**Assigned task:**
From the entries below, output the line with "for tree branch" and each following line up to and including the line with "box for thick", exactly as written.

**Data for review:**

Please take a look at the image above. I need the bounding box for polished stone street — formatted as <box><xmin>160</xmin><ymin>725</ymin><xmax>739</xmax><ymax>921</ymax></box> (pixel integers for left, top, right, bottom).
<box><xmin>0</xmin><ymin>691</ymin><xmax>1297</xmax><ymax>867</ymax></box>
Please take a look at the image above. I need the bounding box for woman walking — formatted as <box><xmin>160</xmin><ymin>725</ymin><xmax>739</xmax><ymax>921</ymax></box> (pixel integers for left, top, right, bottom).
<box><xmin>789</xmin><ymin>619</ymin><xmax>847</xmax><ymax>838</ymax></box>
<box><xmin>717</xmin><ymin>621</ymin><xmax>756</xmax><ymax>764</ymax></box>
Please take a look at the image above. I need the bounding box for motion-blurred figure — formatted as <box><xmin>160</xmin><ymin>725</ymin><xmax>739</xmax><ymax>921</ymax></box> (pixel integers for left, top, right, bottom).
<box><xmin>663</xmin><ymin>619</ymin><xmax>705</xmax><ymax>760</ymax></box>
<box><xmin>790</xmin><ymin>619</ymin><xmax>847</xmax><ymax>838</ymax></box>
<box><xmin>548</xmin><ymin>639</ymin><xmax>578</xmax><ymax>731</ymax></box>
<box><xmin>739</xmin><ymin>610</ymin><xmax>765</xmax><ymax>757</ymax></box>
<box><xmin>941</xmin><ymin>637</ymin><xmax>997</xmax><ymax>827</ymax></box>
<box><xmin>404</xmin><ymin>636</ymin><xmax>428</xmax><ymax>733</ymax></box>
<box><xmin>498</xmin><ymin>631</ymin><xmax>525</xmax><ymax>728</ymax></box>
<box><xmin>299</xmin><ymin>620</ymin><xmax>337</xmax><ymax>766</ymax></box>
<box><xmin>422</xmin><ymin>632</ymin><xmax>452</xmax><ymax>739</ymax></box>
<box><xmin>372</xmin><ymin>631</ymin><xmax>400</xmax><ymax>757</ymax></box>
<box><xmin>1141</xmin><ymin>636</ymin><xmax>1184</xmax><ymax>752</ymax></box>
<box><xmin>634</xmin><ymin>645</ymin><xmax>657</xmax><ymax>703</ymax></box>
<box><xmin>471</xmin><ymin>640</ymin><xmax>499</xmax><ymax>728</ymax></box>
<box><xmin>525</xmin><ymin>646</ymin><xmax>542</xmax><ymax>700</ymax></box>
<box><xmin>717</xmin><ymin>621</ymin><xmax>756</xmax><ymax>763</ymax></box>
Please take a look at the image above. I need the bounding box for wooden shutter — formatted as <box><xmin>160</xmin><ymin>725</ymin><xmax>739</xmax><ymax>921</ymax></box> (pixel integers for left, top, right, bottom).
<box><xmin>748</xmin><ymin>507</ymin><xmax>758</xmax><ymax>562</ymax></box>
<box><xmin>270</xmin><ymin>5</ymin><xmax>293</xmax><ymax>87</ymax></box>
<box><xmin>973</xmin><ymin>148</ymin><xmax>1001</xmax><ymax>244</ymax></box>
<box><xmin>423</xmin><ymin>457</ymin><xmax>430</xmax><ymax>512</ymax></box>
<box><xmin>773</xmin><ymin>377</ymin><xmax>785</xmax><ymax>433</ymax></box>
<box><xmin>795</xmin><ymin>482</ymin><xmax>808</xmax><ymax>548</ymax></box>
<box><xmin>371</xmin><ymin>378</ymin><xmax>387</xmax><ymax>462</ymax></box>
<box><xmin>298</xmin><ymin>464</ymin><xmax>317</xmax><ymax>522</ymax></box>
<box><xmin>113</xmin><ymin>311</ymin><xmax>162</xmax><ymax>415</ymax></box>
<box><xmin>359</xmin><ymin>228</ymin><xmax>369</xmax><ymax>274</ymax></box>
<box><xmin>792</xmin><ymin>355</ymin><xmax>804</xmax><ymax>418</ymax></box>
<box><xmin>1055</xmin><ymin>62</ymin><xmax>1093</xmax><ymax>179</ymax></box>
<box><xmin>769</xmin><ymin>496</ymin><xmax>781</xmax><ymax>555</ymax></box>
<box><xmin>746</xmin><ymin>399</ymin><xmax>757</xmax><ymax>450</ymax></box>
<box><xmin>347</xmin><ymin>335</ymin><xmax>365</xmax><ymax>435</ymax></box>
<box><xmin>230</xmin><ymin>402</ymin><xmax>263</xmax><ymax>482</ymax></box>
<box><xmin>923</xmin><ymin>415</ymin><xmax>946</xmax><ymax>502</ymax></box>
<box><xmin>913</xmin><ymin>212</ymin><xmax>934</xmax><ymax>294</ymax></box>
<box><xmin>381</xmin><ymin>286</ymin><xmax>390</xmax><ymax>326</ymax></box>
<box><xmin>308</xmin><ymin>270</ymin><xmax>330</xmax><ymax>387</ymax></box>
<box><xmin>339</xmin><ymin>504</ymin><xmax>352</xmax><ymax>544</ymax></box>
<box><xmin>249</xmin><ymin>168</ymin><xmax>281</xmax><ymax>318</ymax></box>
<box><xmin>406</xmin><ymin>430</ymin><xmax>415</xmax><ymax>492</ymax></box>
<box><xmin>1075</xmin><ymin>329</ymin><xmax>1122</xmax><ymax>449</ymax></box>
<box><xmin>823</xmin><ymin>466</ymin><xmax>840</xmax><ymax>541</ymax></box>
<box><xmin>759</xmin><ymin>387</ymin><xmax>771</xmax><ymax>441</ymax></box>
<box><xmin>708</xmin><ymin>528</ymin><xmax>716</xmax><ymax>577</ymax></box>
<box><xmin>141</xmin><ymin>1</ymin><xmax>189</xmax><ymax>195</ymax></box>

* * *

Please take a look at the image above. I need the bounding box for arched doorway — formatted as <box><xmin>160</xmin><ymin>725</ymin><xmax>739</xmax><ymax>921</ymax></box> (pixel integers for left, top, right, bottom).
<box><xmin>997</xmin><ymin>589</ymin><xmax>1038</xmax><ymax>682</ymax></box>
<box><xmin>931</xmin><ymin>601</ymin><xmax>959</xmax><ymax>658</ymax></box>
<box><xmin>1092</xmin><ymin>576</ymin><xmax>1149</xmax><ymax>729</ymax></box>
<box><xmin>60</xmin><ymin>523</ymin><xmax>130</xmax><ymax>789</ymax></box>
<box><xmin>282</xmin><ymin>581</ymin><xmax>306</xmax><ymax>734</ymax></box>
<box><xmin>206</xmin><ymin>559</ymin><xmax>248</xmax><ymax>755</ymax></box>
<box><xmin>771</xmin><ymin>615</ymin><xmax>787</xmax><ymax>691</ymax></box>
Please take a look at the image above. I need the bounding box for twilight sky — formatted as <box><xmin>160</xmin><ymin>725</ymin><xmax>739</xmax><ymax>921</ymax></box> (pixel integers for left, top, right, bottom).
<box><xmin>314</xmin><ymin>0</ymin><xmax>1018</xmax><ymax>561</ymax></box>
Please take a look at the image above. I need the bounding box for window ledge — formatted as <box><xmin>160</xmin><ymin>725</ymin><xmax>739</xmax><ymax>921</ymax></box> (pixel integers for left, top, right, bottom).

---

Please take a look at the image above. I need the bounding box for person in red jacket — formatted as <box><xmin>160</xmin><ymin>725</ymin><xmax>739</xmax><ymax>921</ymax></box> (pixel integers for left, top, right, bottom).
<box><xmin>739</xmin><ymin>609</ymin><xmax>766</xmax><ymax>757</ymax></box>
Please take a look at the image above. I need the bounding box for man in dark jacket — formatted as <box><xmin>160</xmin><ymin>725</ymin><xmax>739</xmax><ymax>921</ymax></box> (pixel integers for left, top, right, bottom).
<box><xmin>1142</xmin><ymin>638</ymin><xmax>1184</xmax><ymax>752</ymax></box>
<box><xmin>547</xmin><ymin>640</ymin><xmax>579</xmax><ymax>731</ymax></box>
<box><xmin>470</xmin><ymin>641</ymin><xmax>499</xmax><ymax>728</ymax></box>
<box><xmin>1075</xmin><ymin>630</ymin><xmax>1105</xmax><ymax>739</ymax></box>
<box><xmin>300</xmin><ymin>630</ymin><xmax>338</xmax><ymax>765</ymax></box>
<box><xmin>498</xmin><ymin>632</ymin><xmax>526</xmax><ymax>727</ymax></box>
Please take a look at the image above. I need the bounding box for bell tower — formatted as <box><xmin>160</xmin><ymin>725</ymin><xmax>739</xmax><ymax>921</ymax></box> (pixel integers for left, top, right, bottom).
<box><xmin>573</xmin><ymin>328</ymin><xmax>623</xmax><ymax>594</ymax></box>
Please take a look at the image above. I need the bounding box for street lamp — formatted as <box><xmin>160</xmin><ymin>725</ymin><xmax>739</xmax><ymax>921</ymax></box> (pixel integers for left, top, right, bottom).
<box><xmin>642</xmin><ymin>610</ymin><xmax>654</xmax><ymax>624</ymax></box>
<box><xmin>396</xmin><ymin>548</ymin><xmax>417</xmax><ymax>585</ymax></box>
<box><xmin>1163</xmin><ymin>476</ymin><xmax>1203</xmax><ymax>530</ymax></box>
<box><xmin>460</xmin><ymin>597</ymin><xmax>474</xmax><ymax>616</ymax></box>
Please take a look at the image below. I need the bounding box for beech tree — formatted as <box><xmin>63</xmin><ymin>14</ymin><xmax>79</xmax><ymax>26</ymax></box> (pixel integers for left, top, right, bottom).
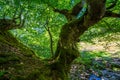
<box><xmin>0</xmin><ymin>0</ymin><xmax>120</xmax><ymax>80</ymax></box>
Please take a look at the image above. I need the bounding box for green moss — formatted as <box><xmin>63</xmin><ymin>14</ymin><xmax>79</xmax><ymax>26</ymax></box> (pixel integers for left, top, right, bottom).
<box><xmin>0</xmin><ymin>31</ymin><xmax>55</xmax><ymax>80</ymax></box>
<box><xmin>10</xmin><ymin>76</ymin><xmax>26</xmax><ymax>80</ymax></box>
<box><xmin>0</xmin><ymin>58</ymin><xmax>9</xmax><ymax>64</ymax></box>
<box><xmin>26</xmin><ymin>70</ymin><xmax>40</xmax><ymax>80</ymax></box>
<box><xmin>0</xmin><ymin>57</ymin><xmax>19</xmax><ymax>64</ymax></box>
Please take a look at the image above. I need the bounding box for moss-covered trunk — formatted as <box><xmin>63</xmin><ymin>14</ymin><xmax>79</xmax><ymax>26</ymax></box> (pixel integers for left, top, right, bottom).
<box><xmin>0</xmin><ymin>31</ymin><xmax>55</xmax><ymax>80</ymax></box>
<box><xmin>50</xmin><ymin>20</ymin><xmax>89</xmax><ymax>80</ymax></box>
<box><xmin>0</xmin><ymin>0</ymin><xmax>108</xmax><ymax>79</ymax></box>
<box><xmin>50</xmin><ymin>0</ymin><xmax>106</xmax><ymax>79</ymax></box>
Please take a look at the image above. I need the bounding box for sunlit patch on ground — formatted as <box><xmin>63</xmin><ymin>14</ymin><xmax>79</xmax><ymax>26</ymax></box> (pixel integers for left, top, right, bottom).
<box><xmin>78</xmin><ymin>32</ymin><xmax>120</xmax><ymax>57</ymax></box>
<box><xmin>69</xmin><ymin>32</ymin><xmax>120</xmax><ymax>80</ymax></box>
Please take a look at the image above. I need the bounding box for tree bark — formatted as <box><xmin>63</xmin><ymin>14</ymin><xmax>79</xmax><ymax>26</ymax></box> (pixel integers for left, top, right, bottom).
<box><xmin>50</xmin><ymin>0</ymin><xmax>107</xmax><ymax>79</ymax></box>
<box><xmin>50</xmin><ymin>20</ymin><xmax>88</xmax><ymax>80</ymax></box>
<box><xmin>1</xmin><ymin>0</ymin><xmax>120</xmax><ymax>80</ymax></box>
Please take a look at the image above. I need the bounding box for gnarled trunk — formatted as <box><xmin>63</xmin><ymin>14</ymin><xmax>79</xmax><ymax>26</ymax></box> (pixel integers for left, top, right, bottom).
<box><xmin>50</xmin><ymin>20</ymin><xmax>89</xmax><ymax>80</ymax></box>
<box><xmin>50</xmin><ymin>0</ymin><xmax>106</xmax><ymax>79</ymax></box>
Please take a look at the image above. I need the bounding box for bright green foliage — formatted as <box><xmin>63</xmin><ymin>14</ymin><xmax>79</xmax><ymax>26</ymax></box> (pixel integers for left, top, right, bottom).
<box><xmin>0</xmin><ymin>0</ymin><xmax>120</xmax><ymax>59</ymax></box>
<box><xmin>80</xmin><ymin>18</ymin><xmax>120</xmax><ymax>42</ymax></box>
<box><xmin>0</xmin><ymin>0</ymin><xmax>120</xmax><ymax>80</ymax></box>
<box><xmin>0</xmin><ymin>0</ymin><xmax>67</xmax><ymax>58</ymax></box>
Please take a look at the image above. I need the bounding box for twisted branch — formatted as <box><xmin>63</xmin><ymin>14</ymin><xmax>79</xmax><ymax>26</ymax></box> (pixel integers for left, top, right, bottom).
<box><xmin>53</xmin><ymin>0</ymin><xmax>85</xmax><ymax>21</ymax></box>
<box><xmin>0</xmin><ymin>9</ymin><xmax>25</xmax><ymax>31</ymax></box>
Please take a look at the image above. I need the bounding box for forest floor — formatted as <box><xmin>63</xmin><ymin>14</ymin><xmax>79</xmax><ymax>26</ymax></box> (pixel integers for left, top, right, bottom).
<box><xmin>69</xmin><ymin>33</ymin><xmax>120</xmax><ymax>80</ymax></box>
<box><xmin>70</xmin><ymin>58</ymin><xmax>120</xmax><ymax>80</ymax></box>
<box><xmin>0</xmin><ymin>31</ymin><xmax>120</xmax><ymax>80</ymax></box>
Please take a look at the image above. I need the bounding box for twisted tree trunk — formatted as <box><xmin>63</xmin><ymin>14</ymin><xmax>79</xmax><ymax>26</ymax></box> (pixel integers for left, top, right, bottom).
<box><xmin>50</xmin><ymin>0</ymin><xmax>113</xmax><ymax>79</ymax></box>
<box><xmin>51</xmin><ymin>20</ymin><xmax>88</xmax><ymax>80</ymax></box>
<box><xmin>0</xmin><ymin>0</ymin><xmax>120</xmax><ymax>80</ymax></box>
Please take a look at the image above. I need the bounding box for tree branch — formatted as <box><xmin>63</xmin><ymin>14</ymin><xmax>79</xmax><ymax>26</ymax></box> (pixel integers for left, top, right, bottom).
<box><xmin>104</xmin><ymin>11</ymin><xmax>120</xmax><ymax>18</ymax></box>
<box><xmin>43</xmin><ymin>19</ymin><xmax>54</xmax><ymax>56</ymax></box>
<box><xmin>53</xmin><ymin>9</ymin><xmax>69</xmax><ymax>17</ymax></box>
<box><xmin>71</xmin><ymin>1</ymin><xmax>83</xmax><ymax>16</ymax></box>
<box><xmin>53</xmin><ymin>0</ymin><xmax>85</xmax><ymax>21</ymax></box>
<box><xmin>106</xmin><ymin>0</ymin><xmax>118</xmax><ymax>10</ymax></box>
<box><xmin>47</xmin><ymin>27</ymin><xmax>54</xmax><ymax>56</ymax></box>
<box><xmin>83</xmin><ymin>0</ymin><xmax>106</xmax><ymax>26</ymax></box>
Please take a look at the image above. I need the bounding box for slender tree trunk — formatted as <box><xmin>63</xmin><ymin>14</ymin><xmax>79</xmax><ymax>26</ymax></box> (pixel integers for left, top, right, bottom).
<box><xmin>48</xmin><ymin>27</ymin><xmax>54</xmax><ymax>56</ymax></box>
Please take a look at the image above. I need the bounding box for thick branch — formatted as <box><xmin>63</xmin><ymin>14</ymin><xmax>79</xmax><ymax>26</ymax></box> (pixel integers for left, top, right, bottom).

**Finished exercise:**
Please take a look at the image above. I need the bounding box for tree branch — formatted as <box><xmin>63</xmin><ymin>14</ymin><xmax>79</xmax><ymax>26</ymax></box> (pixel integers for left, top, right, bottom).
<box><xmin>104</xmin><ymin>11</ymin><xmax>120</xmax><ymax>18</ymax></box>
<box><xmin>43</xmin><ymin>19</ymin><xmax>54</xmax><ymax>56</ymax></box>
<box><xmin>53</xmin><ymin>9</ymin><xmax>69</xmax><ymax>17</ymax></box>
<box><xmin>71</xmin><ymin>1</ymin><xmax>83</xmax><ymax>16</ymax></box>
<box><xmin>53</xmin><ymin>0</ymin><xmax>85</xmax><ymax>21</ymax></box>
<box><xmin>106</xmin><ymin>0</ymin><xmax>118</xmax><ymax>10</ymax></box>
<box><xmin>47</xmin><ymin>27</ymin><xmax>54</xmax><ymax>56</ymax></box>
<box><xmin>83</xmin><ymin>0</ymin><xmax>106</xmax><ymax>26</ymax></box>
Please take a look at the image above. I need the bounding box for slender tree trunk — formatted as <box><xmin>63</xmin><ymin>14</ymin><xmax>79</xmax><ymax>26</ymax></box> (pixel integers for left, top, right, bottom).
<box><xmin>48</xmin><ymin>27</ymin><xmax>54</xmax><ymax>56</ymax></box>
Please take a look at the image above. I need the bounding box for thick branch — formatted as <box><xmin>63</xmin><ymin>14</ymin><xmax>79</xmax><ymax>26</ymax></box> (pixel integers for left, top, right, bottom).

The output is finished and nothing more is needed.